#### [DIRECTIONS]
1. In the analytics-service observability notes, reproduce word for word the passage between "Every span/log/metric carries" and "patterns before export.", inclusive.
2. Pick up the analytics-service observability document after its last line and write the next part.

#### [TEXT PROVIDED]
────────
OBSERVABILITY — analytics-service

Sibling: SECURITY_MODEL · FAILURE_MODES · platform anchor: docs/02 §13 Observability

OpenTelemetry → OTel Collector → SigNoz (traces, metrics, logs) and Cloud Monitoring (managed metrics + uptime + SLO budgets).

1. Service identity

Resource attribute	Value
`service.name`	`analytics-service`
`service.version`	semver from CI (`x.y.z`) + git sha
`deployment.environment`	`dev` \| `stg` \| `prod`
`cloud.region`	residency-bound region
`melmastoon.role`	`api` \| `etl-worker` \| `pubsub-sink` \| `looker-broker`

Every span/log/metric carries melmastoon.tenant_id, melmastoon.user_id?, melmastoon.correlation_id, melmastoon.causation_id?. The PII redactor strips email, phone, nationalId patterns before export.

2. Required span attributes

Span	Attributes
`http.server`	`http.method`, `http.route`, `http.status_code`, `melmastoon.tenant_id`, `melmastoon.user_id`, `melmastoon.idempotency_key?`
`db.postgres`	`db.system="postgresql"`, `db.statement.template`, `db.rows_affected`, `melmastoon.tenant_id`
`bigquery.query`	`bq.job_id`, `bq.bytes_processed`, `bq.bytes_billed`, `bq.cache_hit`, `bq.location`, `melmastoon.metric_id?`, `melmastoon.dashboard_id?`, `melmastoon.widget_id?`, `melmastoon.tenant_id`
`etl.run`	`melmastoon.etl.job_id`, `melmastoon.etl.run_id`, `melmastoon.etl.projection_id`, `melmastoon.etl.rows_in`, `melmastoon.etl.rows_out`, `melmastoon.etl.duration_ms`, `melmastoon.etl.bytes_billed`
`pubsub.publish` / `pubsub.consume`	`messaging.system="gcp-pubsub"`, `messaging.destination`, `messaging.message_id`, `melmastoon.event.subject`, `melmastoon.event.version`, `melmastoon.tenant_id`
`dq.check`	`melmastoon.dq.check_id`, `melmastoon.dq.severity`, `melmastoon.dq.passed`
`ai.invoke`	`melmastoon.ai.capability`, `melmastoon.ai.model_version`, `melmastoon.ai.tokens_in`, `melmastoon.ai.tokens_out`, `melmastoon.ai.cost_usd_micro`

Spans propagate W3C traceparent from gateway → BFF → analytics-service → BigQuery / Pub/Sub.

3. Structured logs

JSON to stdout, ingested by Cloud Logging + forwarded to SigNoz. Mandatory fields:

{
  "ts": "2026-04-22T08:13:01.214Z",
  "level": "info",
  "msg": "widget data served",
  "service": "analytics-service",
  "env": "prod",
  "region": "europe-west3",
  "trace_id": "...",
  "span_id": "...",
  "tenant_id": "tnt_01H...",
  "user_id": "usr_01H...",
  "correlation_id": "corr_...",
  "widget_id": "wid_01H...",
  "bytes_billed": 8388608,
  "cache_hit": true,
  "duration_ms": 142
}

Forbidden in logs: full SQL strings (templates only), guest names/emails, raw event payloads, JWTs, embed tokens.
────────
#### [GIVEN MATERIAL]
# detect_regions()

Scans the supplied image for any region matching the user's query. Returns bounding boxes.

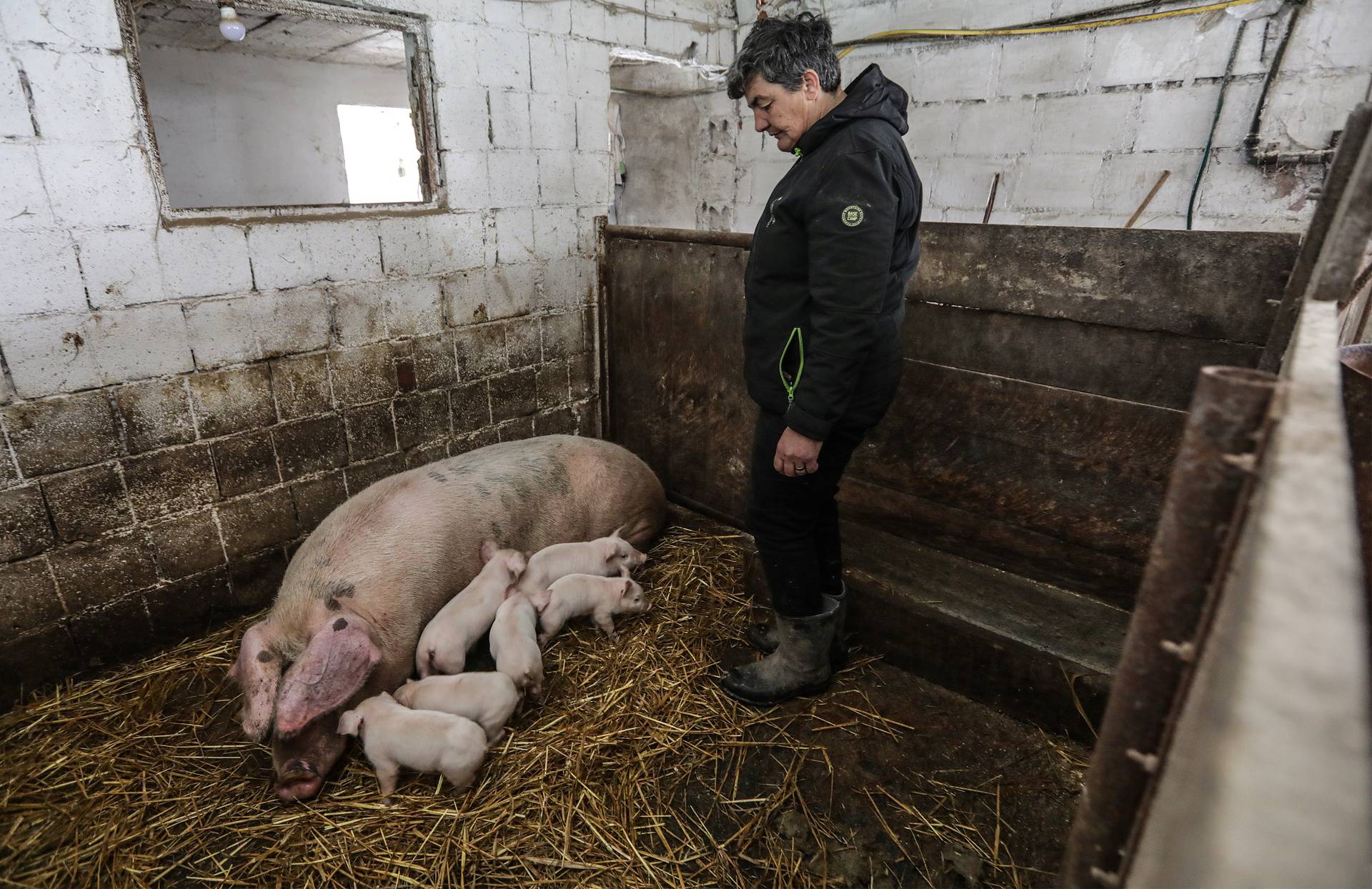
────────
#### [RESPONSES FOR EACH TASK]
1.
Every span/log/metric carries melmastoon.tenant_id, melmastoon.user_id?, melmastoon.correlation_id, melmastoon.causation_id?. The PII redactor strips email, phone, nationalId patterns before export.

2.
4. SLIs / SLOs

SLI	Target (30 d)
Widget query availability (HTTP 5xx rate < 1 %)	99.9 %
Widget query latency p95 (cached)	≤ 500 ms
Widget query latency p95 (uncached, ≤ 1 GB)	≤ 4 s
Curated freshness (event landed → curated row visible) p95	≤ 15 min
Critical metric freshness (occupancy, RevPAR) p95	≤ 5 min
ETL job success rate	≥ 99.5 %
DQ critical alert MTTR	≤ 1 h
Forecast writeback success rate	≥ 99.9 %
Pub/Sub sink lag p95	≤ 60 s

Budgets exposed via Cloud Monitoring SLO + dashboarded in SigNoz.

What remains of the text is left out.